◆ **DATASET ENTRIES**:
----

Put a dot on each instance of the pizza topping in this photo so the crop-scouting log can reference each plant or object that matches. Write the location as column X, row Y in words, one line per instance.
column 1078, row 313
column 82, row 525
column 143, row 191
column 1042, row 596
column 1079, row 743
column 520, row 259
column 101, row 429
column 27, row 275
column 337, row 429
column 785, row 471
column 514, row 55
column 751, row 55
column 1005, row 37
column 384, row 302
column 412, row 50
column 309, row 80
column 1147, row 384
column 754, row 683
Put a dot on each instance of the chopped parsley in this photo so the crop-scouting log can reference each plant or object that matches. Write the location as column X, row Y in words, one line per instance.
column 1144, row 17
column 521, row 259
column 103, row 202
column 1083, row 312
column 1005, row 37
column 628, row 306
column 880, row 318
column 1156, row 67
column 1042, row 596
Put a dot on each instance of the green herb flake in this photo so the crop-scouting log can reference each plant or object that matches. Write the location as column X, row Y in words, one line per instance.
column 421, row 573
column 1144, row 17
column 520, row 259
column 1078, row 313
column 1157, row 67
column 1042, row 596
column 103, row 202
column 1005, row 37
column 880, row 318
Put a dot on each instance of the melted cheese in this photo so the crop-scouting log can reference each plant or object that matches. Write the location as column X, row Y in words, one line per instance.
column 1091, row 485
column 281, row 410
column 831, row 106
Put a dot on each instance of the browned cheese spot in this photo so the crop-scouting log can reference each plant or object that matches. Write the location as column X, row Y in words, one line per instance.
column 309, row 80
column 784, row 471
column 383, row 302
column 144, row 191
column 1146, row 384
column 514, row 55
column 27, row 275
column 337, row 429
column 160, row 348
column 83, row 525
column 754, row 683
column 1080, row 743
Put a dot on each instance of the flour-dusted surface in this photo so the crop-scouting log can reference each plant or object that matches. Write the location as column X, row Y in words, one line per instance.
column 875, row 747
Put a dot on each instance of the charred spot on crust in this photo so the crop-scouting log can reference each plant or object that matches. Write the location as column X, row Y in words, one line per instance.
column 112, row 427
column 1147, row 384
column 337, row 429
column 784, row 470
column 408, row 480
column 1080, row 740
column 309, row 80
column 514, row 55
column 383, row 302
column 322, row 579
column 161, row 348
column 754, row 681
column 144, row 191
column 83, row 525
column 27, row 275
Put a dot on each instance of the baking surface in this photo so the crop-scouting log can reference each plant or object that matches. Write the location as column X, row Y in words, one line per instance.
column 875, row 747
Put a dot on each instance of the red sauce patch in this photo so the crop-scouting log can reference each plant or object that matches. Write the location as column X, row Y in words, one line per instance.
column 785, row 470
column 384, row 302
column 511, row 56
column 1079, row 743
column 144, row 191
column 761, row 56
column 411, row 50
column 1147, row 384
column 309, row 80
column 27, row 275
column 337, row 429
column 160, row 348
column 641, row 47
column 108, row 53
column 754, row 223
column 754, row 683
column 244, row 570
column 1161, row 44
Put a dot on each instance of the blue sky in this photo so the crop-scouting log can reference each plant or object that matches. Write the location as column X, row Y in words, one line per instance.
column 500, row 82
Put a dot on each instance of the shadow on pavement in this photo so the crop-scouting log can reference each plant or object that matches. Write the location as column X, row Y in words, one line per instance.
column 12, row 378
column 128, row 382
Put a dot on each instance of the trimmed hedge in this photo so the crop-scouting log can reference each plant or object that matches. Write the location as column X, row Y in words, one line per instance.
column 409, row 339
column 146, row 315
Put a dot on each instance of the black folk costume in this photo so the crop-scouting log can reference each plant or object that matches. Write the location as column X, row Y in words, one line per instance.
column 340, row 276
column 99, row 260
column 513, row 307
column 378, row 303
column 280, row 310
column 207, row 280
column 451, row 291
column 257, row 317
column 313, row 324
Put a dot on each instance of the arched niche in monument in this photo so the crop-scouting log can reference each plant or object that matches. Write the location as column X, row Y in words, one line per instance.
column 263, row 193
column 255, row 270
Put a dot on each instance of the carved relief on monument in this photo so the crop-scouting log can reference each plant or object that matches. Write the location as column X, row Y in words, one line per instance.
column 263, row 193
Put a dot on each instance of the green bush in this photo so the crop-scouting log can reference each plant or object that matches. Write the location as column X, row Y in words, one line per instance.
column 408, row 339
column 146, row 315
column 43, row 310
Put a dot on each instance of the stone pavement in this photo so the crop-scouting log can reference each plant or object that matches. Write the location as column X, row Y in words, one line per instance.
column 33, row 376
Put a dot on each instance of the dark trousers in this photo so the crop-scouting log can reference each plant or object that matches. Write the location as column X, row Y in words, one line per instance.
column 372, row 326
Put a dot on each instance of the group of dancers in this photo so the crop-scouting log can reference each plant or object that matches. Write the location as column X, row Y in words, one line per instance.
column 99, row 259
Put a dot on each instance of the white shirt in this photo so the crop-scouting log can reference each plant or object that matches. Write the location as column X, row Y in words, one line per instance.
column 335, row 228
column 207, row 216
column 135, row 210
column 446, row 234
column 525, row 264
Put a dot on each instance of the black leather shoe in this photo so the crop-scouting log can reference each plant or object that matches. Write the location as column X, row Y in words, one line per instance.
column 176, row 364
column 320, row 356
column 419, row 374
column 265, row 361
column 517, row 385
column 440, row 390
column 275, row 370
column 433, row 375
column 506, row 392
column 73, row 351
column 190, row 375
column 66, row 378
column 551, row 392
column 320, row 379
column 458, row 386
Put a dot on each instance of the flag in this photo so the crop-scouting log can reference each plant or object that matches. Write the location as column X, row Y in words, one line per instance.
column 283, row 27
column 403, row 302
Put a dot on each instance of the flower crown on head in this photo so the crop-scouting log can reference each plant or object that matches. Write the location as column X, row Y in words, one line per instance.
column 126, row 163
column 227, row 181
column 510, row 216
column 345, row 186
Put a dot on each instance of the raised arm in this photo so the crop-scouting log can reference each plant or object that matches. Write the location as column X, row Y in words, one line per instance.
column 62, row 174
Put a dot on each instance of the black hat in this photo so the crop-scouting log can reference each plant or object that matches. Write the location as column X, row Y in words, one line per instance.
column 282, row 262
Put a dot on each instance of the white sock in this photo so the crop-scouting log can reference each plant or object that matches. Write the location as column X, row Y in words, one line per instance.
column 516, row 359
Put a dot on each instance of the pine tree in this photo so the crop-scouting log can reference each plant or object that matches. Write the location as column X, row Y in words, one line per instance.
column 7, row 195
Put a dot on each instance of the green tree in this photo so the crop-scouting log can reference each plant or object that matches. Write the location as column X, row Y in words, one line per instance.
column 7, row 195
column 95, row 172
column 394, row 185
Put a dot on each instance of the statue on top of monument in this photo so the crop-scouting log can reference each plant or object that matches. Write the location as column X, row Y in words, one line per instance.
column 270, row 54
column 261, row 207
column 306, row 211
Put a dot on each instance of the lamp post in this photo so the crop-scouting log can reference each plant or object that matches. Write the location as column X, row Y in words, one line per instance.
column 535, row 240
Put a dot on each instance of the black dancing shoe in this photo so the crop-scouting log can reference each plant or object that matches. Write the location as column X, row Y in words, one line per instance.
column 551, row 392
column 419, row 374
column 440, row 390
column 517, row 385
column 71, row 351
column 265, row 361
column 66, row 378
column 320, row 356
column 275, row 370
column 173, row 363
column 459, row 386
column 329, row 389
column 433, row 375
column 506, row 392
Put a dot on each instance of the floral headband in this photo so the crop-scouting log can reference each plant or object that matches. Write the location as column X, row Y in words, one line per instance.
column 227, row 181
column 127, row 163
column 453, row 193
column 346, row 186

----

◆ **DIRECTIVE**: Using the entries above, please restate each one word for word.

◆ **IN RESPONSE**:
Put a dot on each instance of the pizza topping in this photo so the crop-scouting log can reference each plant or object that matches. Write the location as column X, row Y in words, one line per instance.
column 1078, row 313
column 82, row 525
column 143, row 191
column 1042, row 596
column 1079, row 743
column 520, row 259
column 101, row 429
column 27, row 275
column 337, row 429
column 785, row 471
column 514, row 55
column 751, row 55
column 1005, row 37
column 384, row 302
column 412, row 50
column 309, row 80
column 1147, row 384
column 754, row 683
Put a dot on each instance of the chopped parsley in this photo so the crop-scouting log can reference each plant or object that matches. Write the location as column X, row Y in words, one line per instance.
column 1144, row 17
column 521, row 259
column 103, row 202
column 1083, row 312
column 1005, row 37
column 628, row 306
column 880, row 318
column 1156, row 67
column 1042, row 596
Put a dot on each instance of the green herb flake in this photo so the crop-scouting log can reference each plant or object that matches. Write the location as column X, row Y in words, one line per instance.
column 421, row 573
column 1144, row 17
column 520, row 259
column 1078, row 313
column 1157, row 67
column 1042, row 596
column 103, row 202
column 1005, row 37
column 880, row 318
Put a dot on each instance of the melted cheese in this photo so the crop-scouting log can reference each plant or object that matches. Write the location as column X, row Y in words, one line per instance.
column 1091, row 485
column 281, row 410
column 831, row 106
Put a dot on each instance of the browned cheese spot in this photo so the crop-scouting log can reference each plant or object that matches. Write the location as column X, row Y in words, one line per instance.
column 309, row 80
column 784, row 471
column 383, row 302
column 144, row 191
column 1146, row 384
column 514, row 55
column 27, row 275
column 337, row 429
column 160, row 348
column 83, row 525
column 754, row 683
column 1080, row 743
Put a dot on each instance of the flour-dusted surface in this photo so the crop-scouting log can reference each plant or object that matches. Write the location as column X, row Y in words, one line per instance.
column 875, row 747
Put a dot on each instance of the charred spot on crust in this photo so the crop-scouting log can reference each plant or object that matches. Write the location as column X, row Y in words, one line per instance.
column 112, row 427
column 1147, row 384
column 337, row 429
column 784, row 470
column 408, row 480
column 1080, row 740
column 309, row 80
column 514, row 55
column 383, row 302
column 322, row 579
column 161, row 348
column 754, row 681
column 144, row 191
column 83, row 525
column 27, row 275
Put a dot on each instance of the baking surface in this photo so the crop-scouting log can reference each plant or object that matches. Write the location as column X, row Y in words, one line per instance.
column 875, row 747
Put a dot on each instance of the red sauce patch in this photo so the crop-scouting log can reference each plant or object that matches. Write the location as column X, row Y in words, one line per instance.
column 785, row 470
column 384, row 302
column 511, row 56
column 1079, row 743
column 144, row 191
column 761, row 56
column 411, row 50
column 1147, row 384
column 309, row 80
column 27, row 275
column 337, row 429
column 160, row 348
column 641, row 47
column 108, row 53
column 754, row 223
column 754, row 683
column 244, row 570
column 1161, row 44
Put a dot on each instance of the blue sky in this photo so the crop-scouting log can reference each plant or object that matches. Write the location as column X, row Y in words, one line per instance.
column 500, row 82
Put a dot on each instance of the shadow on pavement in this photo so the crop-scouting log can reference each plant or object that matches. Write the location as column X, row Y in words, one line per instance.
column 12, row 378
column 128, row 382
Put a dot on each instance of the trimmed hedge in this photo so the crop-scouting log can reference each plant or object that matches. Write the location as column X, row Y in words, one line per instance.
column 409, row 339
column 146, row 315
Put a dot on each instance of the black folk costume in this photo so the crop-scouting log can reference each plant or object that matches. Write the location as column X, row Y in words, one line per instance.
column 340, row 276
column 99, row 260
column 513, row 307
column 378, row 303
column 280, row 310
column 207, row 280
column 451, row 291
column 257, row 317
column 313, row 324
Put a dot on each instance of the arched niche in monument in this photo so the crop-scouting log can reference each plant or object that matches. Write the location as column X, row Y in words, one line per instance.
column 263, row 193
column 255, row 270
Put a dot on each instance of the carved relief on monument in this photo so the crop-scouting log can reference each plant or object that matches. Write the location as column X, row Y in words, one line per instance.
column 263, row 193
Put a dot on each instance of the green bush in this photo so the crop-scouting log can reference each plant or object that matches. Write the location as column X, row Y in words, one line per instance.
column 408, row 339
column 146, row 315
column 43, row 310
Put a dot on each instance of the stone pavement in this photo so the crop-scouting log can reference each plant or object that matches. Write the location as column X, row Y in words, one line per instance.
column 33, row 376
Put a dot on each instance of the dark trousers in this photo so the crop-scouting log can reference each plant or object that matches. Write the location as column X, row Y in words, one line per instance.
column 372, row 326
Put a dot on each instance of the group of dancers in this photo so the crop-scouting log can reference each plant or object that matches. Write the location as column X, row Y in words, one line per instance.
column 99, row 259
Put a dot on each instance of the white shirt in this photo so the crop-scouting log can reference each plant or object that matches. Write the location as column X, row Y in words, one line per instance.
column 335, row 228
column 207, row 216
column 135, row 210
column 446, row 234
column 525, row 264
Put a dot on each instance of the black leather shoe in this photo so the crop-scouting log can reference each plant or object that matches. Write the location as column X, row Y in words, one line per instance.
column 176, row 364
column 320, row 356
column 419, row 374
column 265, row 361
column 517, row 385
column 440, row 390
column 275, row 370
column 433, row 375
column 506, row 392
column 73, row 351
column 190, row 375
column 66, row 378
column 551, row 392
column 320, row 379
column 458, row 386
Put a dot on each instance of the flag in this photo so the crop-scouting log can reference each plant or object that matches. Write the location as column X, row Y in words, one line per instance.
column 283, row 27
column 403, row 302
Put a dot on each instance of the flower crown on head in this photo so the crop-scouting log can reference each plant or object that matches. Write the location as column X, row Y in words, one line per instance.
column 126, row 163
column 227, row 181
column 510, row 216
column 345, row 186
Put a dot on each instance of the raised arm in this photo so the crop-scouting log can reference each plant or object that matches. Write the location as column X, row Y in words, one line per instance.
column 62, row 174
Put a dot on each instance of the black hat in this photo so the crop-scouting log can reference each plant or object that matches. Write the location as column X, row Y in words, one line per instance.
column 282, row 262
Put a dot on each instance of the white sock in this photo so the crop-scouting log can reference each plant or object that matches. Write the location as column X, row Y in words, one line per instance.
column 516, row 359
Put a dot on each instance of the pine tree in this photo so the crop-scouting log can reference each plant or object that matches. Write the location as column X, row Y in words, one line per instance.
column 7, row 195
Put a dot on each instance of the green tree in this photo so the crop-scouting log can reference each plant or object that matches. Write the location as column X, row Y in words, one line per instance.
column 7, row 195
column 95, row 172
column 394, row 185
Put a dot on each instance of the statue on top of monument in this photo so the crop-scouting log can reference each plant or object that matches. Write the location as column X, row Y in words, one line per instance.
column 270, row 54
column 261, row 207
column 306, row 211
Put a dot on each instance of the lamp post in this photo so the crop-scouting log can reference each plant or object that matches. Write the location as column X, row Y in words, one line per instance.
column 535, row 240
Put a dot on each instance of the black dancing shoe in this photo so the crop-scouting log can reference each plant or object that matches. Write the location as column X, row Y in words, one line per instance.
column 551, row 392
column 419, row 374
column 440, row 390
column 517, row 385
column 71, row 351
column 265, row 361
column 66, row 378
column 320, row 356
column 275, row 370
column 173, row 363
column 459, row 386
column 329, row 389
column 433, row 375
column 506, row 392
Put a dot on each instance of the floral headband in this photo so the crop-scouting log can reference each plant or object that matches. Write the location as column X, row Y in words, one line per instance.
column 227, row 181
column 127, row 163
column 453, row 193
column 346, row 186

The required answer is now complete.